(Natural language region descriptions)
*****
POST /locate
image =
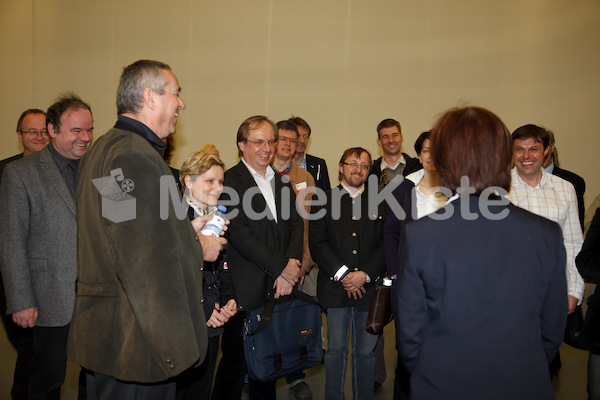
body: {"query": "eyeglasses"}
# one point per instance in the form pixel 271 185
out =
pixel 286 139
pixel 261 143
pixel 357 165
pixel 35 132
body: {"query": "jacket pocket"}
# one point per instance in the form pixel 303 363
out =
pixel 38 264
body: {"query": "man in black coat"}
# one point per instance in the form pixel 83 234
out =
pixel 393 162
pixel 265 244
pixel 551 165
pixel 315 165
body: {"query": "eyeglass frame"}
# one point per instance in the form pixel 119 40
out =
pixel 261 143
pixel 35 132
pixel 287 139
pixel 354 164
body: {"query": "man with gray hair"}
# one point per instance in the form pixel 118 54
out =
pixel 38 247
pixel 138 320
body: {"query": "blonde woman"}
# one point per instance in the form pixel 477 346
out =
pixel 201 177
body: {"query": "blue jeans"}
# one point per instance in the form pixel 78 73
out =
pixel 339 323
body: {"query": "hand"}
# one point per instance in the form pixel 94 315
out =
pixel 199 222
pixel 354 281
pixel 291 272
pixel 356 293
pixel 572 303
pixel 211 246
pixel 216 319
pixel 354 284
pixel 282 287
pixel 26 318
pixel 230 309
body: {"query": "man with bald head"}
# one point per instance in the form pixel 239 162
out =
pixel 38 243
pixel 138 320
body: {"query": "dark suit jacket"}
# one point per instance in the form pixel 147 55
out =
pixel 4 162
pixel 259 248
pixel 579 185
pixel 341 239
pixel 412 165
pixel 393 228
pixel 318 169
pixel 588 260
pixel 481 304
pixel 38 239
pixel 139 314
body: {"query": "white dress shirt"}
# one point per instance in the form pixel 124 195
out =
pixel 425 204
pixel 264 184
pixel 554 198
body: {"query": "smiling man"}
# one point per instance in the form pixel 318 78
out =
pixel 393 162
pixel 138 320
pixel 265 246
pixel 344 240
pixel 547 195
pixel 38 246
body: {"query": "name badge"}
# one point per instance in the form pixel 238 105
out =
pixel 300 186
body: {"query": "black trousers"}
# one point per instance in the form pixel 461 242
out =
pixel 42 361
pixel 232 367
pixel 104 387
pixel 195 383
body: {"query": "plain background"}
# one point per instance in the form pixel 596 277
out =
pixel 343 65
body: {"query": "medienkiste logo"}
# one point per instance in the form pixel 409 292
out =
pixel 117 205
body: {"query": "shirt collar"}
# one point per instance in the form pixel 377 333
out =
pixel 385 165
pixel 288 169
pixel 545 182
pixel 60 160
pixel 353 194
pixel 269 173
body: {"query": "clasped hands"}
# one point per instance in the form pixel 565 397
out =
pixel 289 277
pixel 220 315
pixel 211 245
pixel 354 283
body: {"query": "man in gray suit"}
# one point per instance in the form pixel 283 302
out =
pixel 38 245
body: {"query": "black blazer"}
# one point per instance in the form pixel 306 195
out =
pixel 338 240
pixel 579 185
pixel 318 169
pixel 481 303
pixel 259 249
pixel 588 260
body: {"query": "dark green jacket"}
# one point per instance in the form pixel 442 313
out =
pixel 138 312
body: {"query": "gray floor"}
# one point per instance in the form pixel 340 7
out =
pixel 571 384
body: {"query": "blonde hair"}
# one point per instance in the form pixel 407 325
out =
pixel 196 164
pixel 210 149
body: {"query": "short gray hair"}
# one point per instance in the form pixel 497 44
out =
pixel 135 78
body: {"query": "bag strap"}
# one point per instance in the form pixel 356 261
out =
pixel 265 316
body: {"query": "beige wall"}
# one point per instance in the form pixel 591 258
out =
pixel 342 65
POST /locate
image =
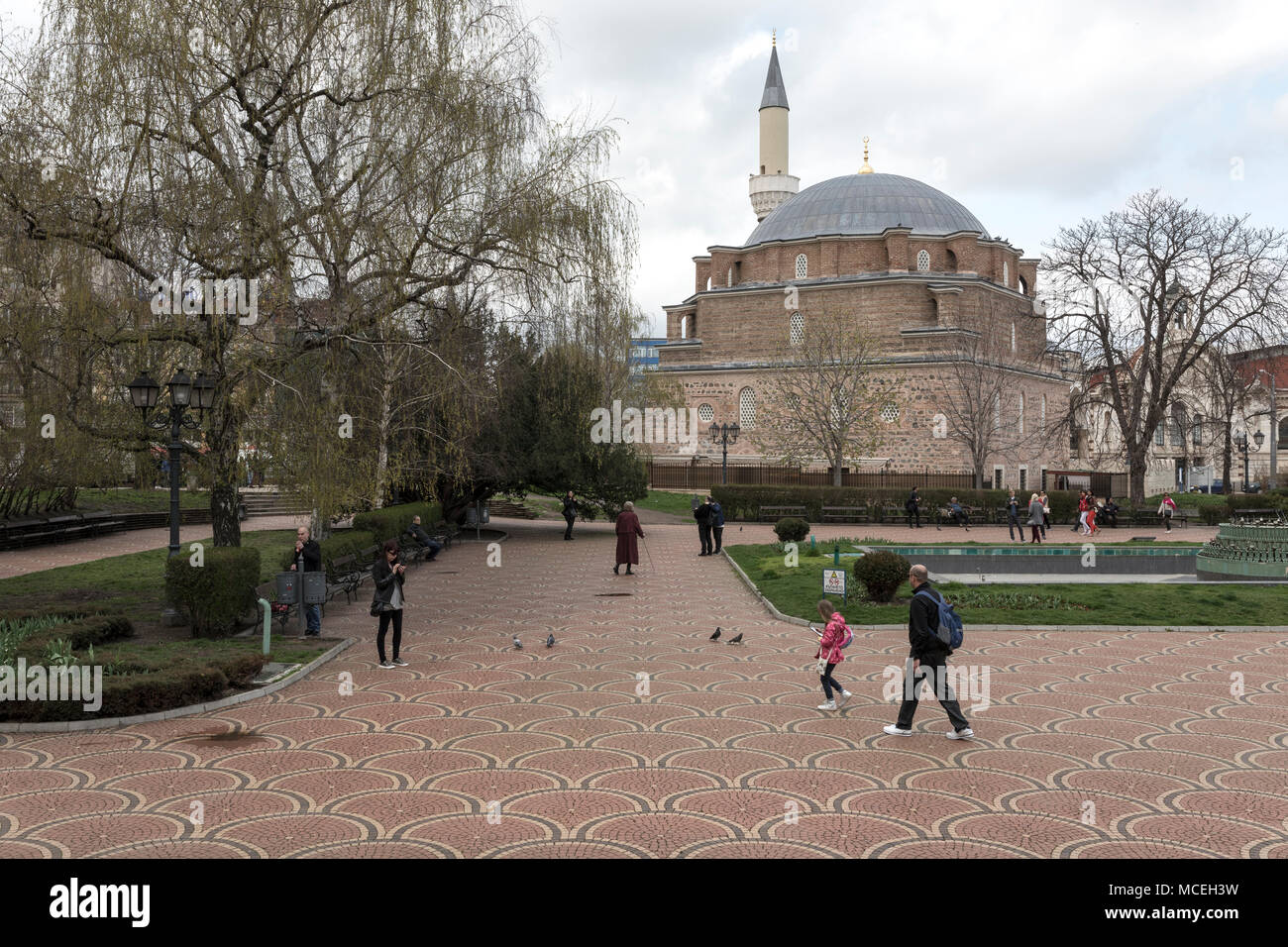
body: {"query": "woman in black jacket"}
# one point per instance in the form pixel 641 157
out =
pixel 387 600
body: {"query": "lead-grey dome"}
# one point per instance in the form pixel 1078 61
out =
pixel 866 204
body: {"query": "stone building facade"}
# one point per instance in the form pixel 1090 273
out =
pixel 923 282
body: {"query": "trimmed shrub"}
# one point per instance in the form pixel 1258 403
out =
pixel 391 522
pixel 218 594
pixel 881 574
pixel 791 530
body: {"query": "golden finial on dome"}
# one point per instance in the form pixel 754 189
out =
pixel 867 167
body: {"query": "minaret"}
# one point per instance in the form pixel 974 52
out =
pixel 773 184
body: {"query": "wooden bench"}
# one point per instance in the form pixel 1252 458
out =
pixel 846 514
pixel 780 512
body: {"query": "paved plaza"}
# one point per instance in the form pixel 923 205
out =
pixel 1090 745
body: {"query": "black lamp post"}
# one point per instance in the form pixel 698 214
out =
pixel 184 393
pixel 724 434
pixel 1245 449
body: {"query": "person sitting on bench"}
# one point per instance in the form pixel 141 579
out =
pixel 433 545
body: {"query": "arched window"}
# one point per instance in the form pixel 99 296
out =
pixel 746 408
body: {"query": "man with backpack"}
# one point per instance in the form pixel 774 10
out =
pixel 932 628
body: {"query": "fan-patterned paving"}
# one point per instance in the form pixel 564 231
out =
pixel 638 737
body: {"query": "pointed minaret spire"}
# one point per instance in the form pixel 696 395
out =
pixel 773 184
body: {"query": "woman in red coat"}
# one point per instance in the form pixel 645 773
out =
pixel 627 528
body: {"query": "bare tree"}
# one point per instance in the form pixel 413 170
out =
pixel 820 398
pixel 1145 292
pixel 986 407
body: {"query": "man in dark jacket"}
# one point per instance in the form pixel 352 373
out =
pixel 927 660
pixel 703 515
pixel 716 522
pixel 570 513
pixel 308 548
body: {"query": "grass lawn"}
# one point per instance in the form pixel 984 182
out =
pixel 797 591
pixel 133 583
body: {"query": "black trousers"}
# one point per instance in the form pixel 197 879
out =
pixel 386 618
pixel 936 673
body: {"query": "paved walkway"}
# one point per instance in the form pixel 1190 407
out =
pixel 1091 745
pixel 20 562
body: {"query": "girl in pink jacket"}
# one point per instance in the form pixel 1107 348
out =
pixel 835 634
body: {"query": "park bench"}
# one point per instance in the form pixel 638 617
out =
pixel 780 512
pixel 845 514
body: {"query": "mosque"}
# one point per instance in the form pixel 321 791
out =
pixel 923 279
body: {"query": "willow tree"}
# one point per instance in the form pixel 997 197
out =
pixel 1145 294
pixel 349 161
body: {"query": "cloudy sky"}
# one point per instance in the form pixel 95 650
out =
pixel 1033 115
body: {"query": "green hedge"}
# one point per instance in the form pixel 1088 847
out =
pixel 218 594
pixel 391 522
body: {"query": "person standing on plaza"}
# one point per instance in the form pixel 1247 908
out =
pixel 627 528
pixel 703 515
pixel 308 549
pixel 1037 514
pixel 912 506
pixel 835 637
pixel 387 600
pixel 1166 508
pixel 716 523
pixel 927 659
pixel 570 513
pixel 1013 518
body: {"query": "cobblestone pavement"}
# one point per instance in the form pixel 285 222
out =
pixel 20 562
pixel 1091 745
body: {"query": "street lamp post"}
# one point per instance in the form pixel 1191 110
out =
pixel 184 393
pixel 1245 449
pixel 724 434
pixel 1274 429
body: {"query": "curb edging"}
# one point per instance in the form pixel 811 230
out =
pixel 116 722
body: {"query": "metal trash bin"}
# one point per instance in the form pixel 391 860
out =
pixel 288 587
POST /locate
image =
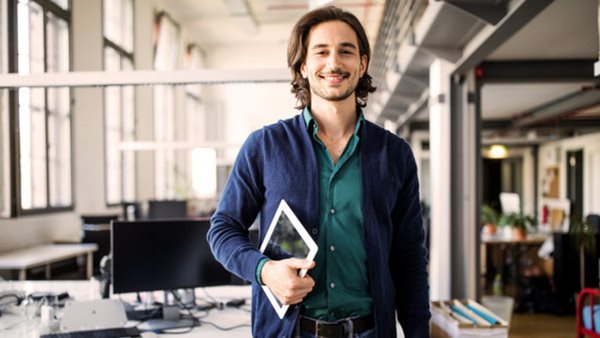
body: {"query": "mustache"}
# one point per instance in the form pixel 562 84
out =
pixel 335 72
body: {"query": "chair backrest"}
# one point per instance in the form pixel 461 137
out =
pixel 511 202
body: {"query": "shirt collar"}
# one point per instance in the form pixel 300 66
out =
pixel 311 123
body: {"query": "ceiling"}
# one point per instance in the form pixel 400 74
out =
pixel 227 22
pixel 565 29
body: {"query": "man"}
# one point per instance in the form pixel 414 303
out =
pixel 352 185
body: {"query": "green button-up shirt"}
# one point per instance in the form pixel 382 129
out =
pixel 341 282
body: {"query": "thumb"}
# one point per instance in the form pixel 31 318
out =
pixel 297 263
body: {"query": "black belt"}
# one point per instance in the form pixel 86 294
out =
pixel 337 329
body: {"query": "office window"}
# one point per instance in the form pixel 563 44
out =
pixel 119 110
pixel 201 163
pixel 44 115
pixel 4 121
pixel 167 171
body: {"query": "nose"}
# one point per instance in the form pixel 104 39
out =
pixel 333 60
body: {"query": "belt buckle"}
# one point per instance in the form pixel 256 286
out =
pixel 317 328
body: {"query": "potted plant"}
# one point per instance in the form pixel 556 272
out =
pixel 584 239
pixel 489 219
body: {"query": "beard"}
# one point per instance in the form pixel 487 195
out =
pixel 322 92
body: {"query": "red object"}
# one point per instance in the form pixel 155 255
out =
pixel 478 72
pixel 545 214
pixel 581 330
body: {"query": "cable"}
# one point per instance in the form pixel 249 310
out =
pixel 224 328
pixel 210 298
pixel 195 321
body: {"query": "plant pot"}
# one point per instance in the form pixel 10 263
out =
pixel 507 233
pixel 519 234
pixel 489 229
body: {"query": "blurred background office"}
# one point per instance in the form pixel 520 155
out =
pixel 493 96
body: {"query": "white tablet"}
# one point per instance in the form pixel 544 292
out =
pixel 286 238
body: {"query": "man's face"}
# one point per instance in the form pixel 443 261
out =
pixel 333 64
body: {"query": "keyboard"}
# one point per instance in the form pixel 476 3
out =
pixel 101 333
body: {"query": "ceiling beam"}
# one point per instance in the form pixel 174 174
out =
pixel 492 37
pixel 556 108
pixel 489 11
pixel 527 71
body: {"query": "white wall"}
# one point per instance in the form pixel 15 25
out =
pixel 247 107
pixel 554 154
pixel 88 130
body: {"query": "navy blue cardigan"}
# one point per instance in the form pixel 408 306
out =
pixel 275 163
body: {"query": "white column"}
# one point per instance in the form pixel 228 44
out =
pixel 439 142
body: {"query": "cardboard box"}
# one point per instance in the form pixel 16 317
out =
pixel 446 323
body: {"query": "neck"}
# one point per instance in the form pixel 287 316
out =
pixel 335 118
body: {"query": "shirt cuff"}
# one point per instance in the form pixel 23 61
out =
pixel 259 269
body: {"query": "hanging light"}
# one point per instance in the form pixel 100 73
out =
pixel 497 151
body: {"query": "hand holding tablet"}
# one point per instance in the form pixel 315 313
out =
pixel 290 248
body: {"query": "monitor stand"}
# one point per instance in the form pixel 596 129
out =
pixel 165 324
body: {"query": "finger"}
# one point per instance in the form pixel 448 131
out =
pixel 297 263
pixel 304 283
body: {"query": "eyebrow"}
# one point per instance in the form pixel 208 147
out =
pixel 343 44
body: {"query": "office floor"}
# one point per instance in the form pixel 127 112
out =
pixel 541 325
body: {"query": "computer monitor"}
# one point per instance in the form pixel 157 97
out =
pixel 162 209
pixel 151 255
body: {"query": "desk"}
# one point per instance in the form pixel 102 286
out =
pixel 499 261
pixel 15 324
pixel 23 259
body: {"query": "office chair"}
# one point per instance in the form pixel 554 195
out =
pixel 96 229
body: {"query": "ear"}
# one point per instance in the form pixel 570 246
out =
pixel 363 65
pixel 303 70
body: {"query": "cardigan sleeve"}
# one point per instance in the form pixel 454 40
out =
pixel 408 259
pixel 239 205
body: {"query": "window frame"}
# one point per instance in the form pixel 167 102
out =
pixel 13 103
pixel 123 54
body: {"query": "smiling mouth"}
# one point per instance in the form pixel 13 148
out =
pixel 334 79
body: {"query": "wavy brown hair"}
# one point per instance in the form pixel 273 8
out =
pixel 297 52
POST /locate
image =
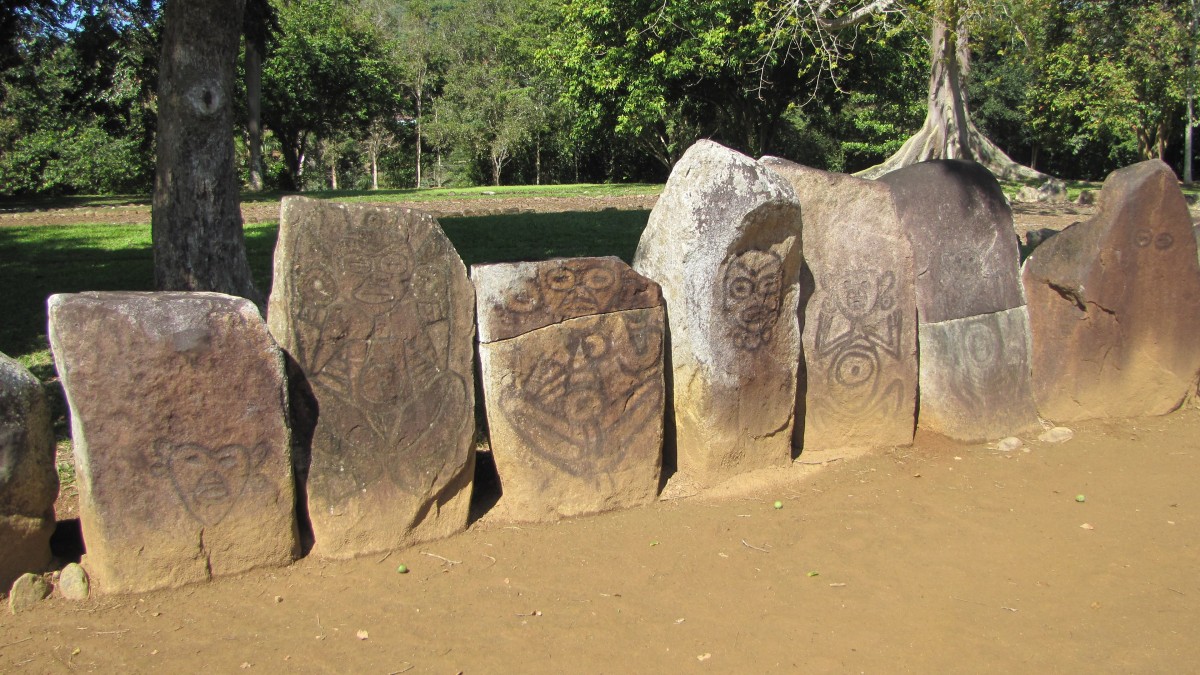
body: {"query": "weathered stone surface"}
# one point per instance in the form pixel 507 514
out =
*****
Task description: When a line in the records above holds "window", that line is to be reported.

Written response:
body: {"query": "arched window"}
body: {"query": "office window"}
body: {"query": "window frame"}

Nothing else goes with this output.